Segmentation mask data:
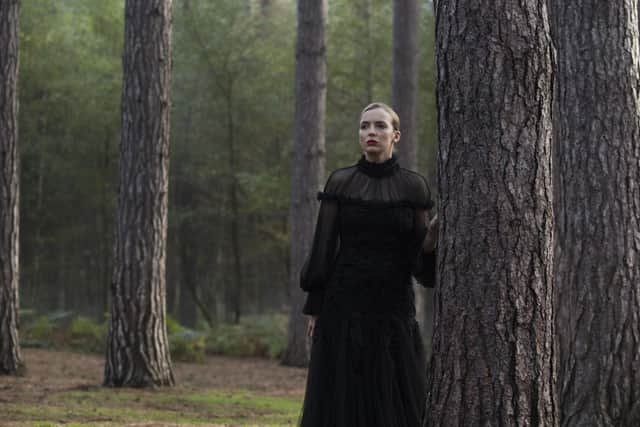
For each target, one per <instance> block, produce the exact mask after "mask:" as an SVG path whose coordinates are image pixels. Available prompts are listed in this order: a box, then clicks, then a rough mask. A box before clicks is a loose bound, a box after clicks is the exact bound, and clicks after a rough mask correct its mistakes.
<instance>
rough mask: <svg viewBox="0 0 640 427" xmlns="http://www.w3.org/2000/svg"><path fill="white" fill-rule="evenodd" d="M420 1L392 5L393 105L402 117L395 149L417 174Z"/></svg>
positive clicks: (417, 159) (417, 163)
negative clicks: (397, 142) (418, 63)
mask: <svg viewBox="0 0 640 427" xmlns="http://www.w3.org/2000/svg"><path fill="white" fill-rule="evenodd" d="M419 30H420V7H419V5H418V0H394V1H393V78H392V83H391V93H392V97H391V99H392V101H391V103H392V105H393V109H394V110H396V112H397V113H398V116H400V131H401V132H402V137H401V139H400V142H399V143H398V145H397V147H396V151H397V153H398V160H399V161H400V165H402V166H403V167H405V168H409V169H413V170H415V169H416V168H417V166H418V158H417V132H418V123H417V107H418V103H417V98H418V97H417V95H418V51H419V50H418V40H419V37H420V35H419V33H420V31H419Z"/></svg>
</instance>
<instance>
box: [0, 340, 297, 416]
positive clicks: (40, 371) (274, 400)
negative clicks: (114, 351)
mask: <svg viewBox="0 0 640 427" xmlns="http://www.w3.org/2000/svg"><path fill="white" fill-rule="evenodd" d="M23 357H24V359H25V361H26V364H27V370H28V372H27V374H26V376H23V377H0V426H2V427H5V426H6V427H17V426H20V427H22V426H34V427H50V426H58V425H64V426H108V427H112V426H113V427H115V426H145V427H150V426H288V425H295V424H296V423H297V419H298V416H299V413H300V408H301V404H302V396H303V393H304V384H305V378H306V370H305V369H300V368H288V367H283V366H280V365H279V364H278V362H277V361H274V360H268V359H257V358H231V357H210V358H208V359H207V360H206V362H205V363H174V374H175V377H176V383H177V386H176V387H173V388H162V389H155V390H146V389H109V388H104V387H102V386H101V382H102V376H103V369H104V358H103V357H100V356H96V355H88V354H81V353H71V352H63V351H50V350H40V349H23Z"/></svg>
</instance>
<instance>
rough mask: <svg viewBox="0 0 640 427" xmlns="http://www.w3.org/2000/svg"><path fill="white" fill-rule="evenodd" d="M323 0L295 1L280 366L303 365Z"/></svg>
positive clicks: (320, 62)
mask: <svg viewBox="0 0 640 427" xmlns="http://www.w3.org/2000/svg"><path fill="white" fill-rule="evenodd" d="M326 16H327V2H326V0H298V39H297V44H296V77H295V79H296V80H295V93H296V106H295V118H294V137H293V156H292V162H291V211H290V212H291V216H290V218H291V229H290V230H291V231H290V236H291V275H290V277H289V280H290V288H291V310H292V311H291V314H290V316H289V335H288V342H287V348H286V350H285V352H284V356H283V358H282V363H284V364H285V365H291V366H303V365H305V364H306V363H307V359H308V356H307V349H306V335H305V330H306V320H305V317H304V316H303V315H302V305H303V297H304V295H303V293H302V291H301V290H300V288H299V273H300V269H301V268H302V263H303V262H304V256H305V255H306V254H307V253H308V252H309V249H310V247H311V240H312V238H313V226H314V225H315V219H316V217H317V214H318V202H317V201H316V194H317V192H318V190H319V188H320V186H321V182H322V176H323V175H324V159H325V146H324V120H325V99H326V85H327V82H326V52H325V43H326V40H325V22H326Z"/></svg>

*Your task*: Only the text of the entries above is to be given again, exactly, with the pictures left out.

*Answer box*:
For each target, one per <instance> block, produce the exact mask after "mask:" as an SVG path whose coordinates are image pixels. Available prompts are listed in this order: a box, then clicks, then a rough mask. A box before clicks is a loose bound, a box after clicks is the exact bound, and clicks after a rough mask correct its mistakes.
<instance>
rough mask: <svg viewBox="0 0 640 427" xmlns="http://www.w3.org/2000/svg"><path fill="white" fill-rule="evenodd" d="M420 1L392 5L393 105L402 117L395 149L417 174Z"/></svg>
positive clicks: (417, 159) (417, 163)
negative clicks: (397, 142) (418, 63)
mask: <svg viewBox="0 0 640 427" xmlns="http://www.w3.org/2000/svg"><path fill="white" fill-rule="evenodd" d="M419 30H420V7H419V5H418V0H394V1H393V78H392V83H391V93H392V97H391V99H392V101H391V103H392V105H393V109H394V110H396V112H397V113H398V116H400V131H401V132H402V137H401V139H400V142H399V143H398V145H397V147H396V151H397V153H398V160H399V161H400V165H402V166H403V167H405V168H409V169H413V170H415V169H416V168H417V166H418V158H417V132H418V123H417V107H418V103H417V98H418V97H417V95H418V51H419V50H418V40H419V37H420V35H419V33H420V31H419Z"/></svg>
</instance>
<instance>
box: [0, 340, 297, 416]
positive clicks: (40, 371) (274, 400)
negative clicks: (114, 351)
mask: <svg viewBox="0 0 640 427" xmlns="http://www.w3.org/2000/svg"><path fill="white" fill-rule="evenodd" d="M23 357H24V359H25V361H26V364H27V370H28V372H27V374H26V376H23V377H0V426H2V427H5V426H6V427H17V426H20V427H22V426H34V427H50V426H58V425H64V426H108V427H112V426H113V427H115V426H145V427H150V426H288V425H295V424H296V423H297V419H298V416H299V413H300V408H301V404H302V396H303V393H304V384H305V378H306V370H305V369H300V368H288V367H283V366H280V365H279V364H278V362H277V361H274V360H268V359H257V358H231V357H210V358H208V359H207V360H206V362H205V363H174V374H175V377H176V383H177V386H176V387H173V388H162V389H155V390H146V389H109V388H104V387H102V386H101V382H102V376H103V369H104V358H103V357H100V356H96V355H88V354H81V353H71V352H63V351H50V350H40V349H23Z"/></svg>
</instance>
<instance>
rough mask: <svg viewBox="0 0 640 427" xmlns="http://www.w3.org/2000/svg"><path fill="white" fill-rule="evenodd" d="M323 0L295 1L280 366L303 365Z"/></svg>
positive clicks: (320, 62)
mask: <svg viewBox="0 0 640 427" xmlns="http://www.w3.org/2000/svg"><path fill="white" fill-rule="evenodd" d="M326 16H327V2H326V0H298V39H297V44H296V77H295V79H296V80H295V93H296V106H295V118H294V137H293V156H292V162H291V211H290V212H291V216H290V218H291V229H290V230H291V231H290V236H291V275H290V277H289V280H290V288H291V310H292V311H291V314H290V316H289V335H288V342H287V348H286V350H285V352H284V356H283V358H282V363H284V364H285V365H291V366H303V365H305V364H306V363H307V359H308V356H307V349H306V335H305V330H306V320H305V317H304V316H303V315H302V305H303V297H304V295H303V293H302V291H301V290H300V288H299V273H300V269H301V268H302V263H303V262H304V256H305V255H306V254H307V253H308V252H309V249H310V247H311V240H312V238H313V226H314V225H315V219H316V217H317V214H318V202H317V201H316V194H317V192H318V190H319V188H320V186H321V182H322V176H323V175H324V159H325V146H324V120H325V99H326V85H327V82H326V52H325V43H326V40H325V22H326Z"/></svg>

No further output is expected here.